▸ **Records drawn from a dataset**:
________
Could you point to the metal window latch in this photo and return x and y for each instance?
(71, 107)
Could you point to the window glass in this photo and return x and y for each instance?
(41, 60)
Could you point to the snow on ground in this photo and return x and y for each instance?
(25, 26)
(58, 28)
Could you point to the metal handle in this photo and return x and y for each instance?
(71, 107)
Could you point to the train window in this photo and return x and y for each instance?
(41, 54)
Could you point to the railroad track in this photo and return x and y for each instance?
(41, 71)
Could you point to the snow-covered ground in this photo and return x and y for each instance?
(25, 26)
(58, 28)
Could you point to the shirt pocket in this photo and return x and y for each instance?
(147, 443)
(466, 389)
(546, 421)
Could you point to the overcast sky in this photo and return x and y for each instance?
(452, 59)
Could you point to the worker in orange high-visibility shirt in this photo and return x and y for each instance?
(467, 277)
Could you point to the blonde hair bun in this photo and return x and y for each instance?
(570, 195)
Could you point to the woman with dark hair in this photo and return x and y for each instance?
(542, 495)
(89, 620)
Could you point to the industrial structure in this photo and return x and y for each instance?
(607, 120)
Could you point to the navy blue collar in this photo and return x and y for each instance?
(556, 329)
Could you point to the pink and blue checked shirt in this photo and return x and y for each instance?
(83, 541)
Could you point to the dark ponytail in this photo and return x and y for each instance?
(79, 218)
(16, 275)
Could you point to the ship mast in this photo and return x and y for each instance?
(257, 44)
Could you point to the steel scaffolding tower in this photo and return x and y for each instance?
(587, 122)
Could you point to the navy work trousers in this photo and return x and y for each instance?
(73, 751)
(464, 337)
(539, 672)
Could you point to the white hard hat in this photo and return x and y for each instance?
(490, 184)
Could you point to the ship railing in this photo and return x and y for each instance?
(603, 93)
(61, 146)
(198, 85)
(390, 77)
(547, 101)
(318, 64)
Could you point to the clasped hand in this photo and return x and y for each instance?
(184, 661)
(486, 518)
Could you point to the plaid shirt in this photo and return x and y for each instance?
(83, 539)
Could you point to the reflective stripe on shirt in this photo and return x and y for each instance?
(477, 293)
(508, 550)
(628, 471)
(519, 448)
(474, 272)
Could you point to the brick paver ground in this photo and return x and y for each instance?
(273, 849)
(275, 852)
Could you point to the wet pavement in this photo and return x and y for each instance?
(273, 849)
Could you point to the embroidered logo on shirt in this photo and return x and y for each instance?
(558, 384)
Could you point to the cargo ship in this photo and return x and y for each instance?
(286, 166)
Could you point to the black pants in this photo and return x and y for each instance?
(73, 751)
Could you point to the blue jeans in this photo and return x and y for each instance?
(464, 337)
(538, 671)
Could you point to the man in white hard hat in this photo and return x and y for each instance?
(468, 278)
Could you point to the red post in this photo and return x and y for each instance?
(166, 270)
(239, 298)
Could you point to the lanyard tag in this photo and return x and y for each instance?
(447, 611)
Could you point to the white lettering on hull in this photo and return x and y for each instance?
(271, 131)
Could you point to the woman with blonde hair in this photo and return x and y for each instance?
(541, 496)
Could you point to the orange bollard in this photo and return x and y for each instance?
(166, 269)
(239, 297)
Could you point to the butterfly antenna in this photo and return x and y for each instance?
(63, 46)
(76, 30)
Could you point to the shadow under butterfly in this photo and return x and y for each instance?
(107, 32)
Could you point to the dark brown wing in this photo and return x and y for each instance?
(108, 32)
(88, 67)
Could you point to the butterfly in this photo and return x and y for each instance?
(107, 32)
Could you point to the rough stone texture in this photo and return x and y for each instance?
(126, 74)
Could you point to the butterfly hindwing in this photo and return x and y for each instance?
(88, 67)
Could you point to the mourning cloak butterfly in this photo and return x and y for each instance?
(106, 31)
________
▸ **Exercise requirements**: Output every entry exactly as it appears.

▸ **Task result**:
Could you point to the metal window latch in this photo and return x and y for each instance?
(71, 107)
Could you point to the window glass in this photo and return x and y for each instance?
(41, 60)
Could you point to the snow on ground in this photo and return x and y for each instance?
(25, 26)
(58, 28)
Could you point to the metal handle in this photo and return x and y for each instance?
(71, 107)
Could you point to the train window in this photo and return x and y for each instance?
(41, 54)
Could you point to the railroad track in this photo and return x and y for each instance?
(41, 71)
Could you point to the snow-covered ground in this photo and return x and y for each instance?
(25, 26)
(58, 28)
Could you point to the shirt pocket in this photo and return x and y for each instance?
(147, 443)
(466, 389)
(546, 421)
Could you point to the overcast sky in this photo and return x and y for each instance?
(452, 59)
Could you point to the worker in orange high-visibility shirt in this photo and return x and y for each instance?
(467, 277)
Could you point to the blonde hair bun in this photo and return x and y for each instance?
(570, 195)
Could you point to the woman with dark hair in this photo and return x and y for each instance?
(542, 495)
(89, 620)
Could you point to the industrial structure in this photo and return x and y for each instance?
(607, 120)
Could you point to the navy blue collar in this photo and return x and y for each instance?
(556, 329)
Could you point to the pink and blue checked shirt in this photo and return x and y for each instance?
(83, 541)
Could you point to the dark ponytail in this photo and return x and y for each instance?
(79, 218)
(16, 275)
Could you point to the ship mast in this photo and return x and y for each instance?
(257, 44)
Could you point to the steel scaffolding tower in this photo and return x and y for each instance?
(587, 122)
Could you point to the navy work trousers in this photo and return x and y for each instance?
(73, 751)
(464, 337)
(539, 672)
Could you point to the white hard hat in this photo and return x and y for each instance?
(490, 184)
Could you point to the ship railing in this photo and return x and y for each instance?
(603, 93)
(61, 146)
(198, 85)
(390, 77)
(547, 101)
(318, 64)
Could you point to the clasped hand in this photo and return x and y for each instance?
(184, 661)
(486, 518)
Could you point to the plaid shirt in this photo and return x and y for each instance?
(83, 539)
Could you point to the reflective stripe on shirt in this photo and return x and y for each instance?
(477, 293)
(508, 550)
(628, 471)
(519, 448)
(474, 272)
Could you point to the brick paver ground in this photo and return x and y for each instance?
(273, 849)
(275, 852)
Could you point to the wet pavement in this photo and return x and y for each instance?
(273, 849)
Could you point to the embroidered logo on shirt in this photo and return x and y for each instance?
(558, 384)
Could you point to the cargo ship in this photo and return x and y for each instance?
(286, 166)
Could you point to the black pants in this photo and return x and y for each instance?
(73, 751)
Could you point to the blue jeans in this photo and return x and y for each instance?
(464, 337)
(538, 671)
Could you point to the man in white hard hat in this photo and return x and y for each instance?
(468, 278)
Could you point to the red post in this photo and return x and y for each instance?
(166, 270)
(239, 298)
Could you point to the lanyard tag in this photo and return x and y for each instance?
(447, 611)
Could you point to the white lettering on hull in this photo and return x and y for each instance?
(271, 131)
Could you point to the woman with blonde hair in this photo and return x and y for each instance?
(541, 496)
Could you point to the orange bollard in this photo and return x and y for each instance?
(166, 269)
(239, 297)
Could you point to the butterfly antenna in this photo and return x and y for each instance?
(63, 46)
(76, 30)
Could you point to the shadow under butterfly in this photo and return x and y for each instance?
(107, 32)
Could you point to the dark brown wing in this photo and return x and y for each instance?
(108, 32)
(88, 67)
Could you point to the butterfly in this photo and return x and y for each instance?
(107, 32)
Could you point to the rough stone texture in this photo and return x and y for each instance?
(126, 74)
Could you point to the butterfly hindwing in this photo and return x and y for each instance?
(88, 67)
Could you point to the mourning cloak butterfly in this photo and return x and y for each instance?
(106, 31)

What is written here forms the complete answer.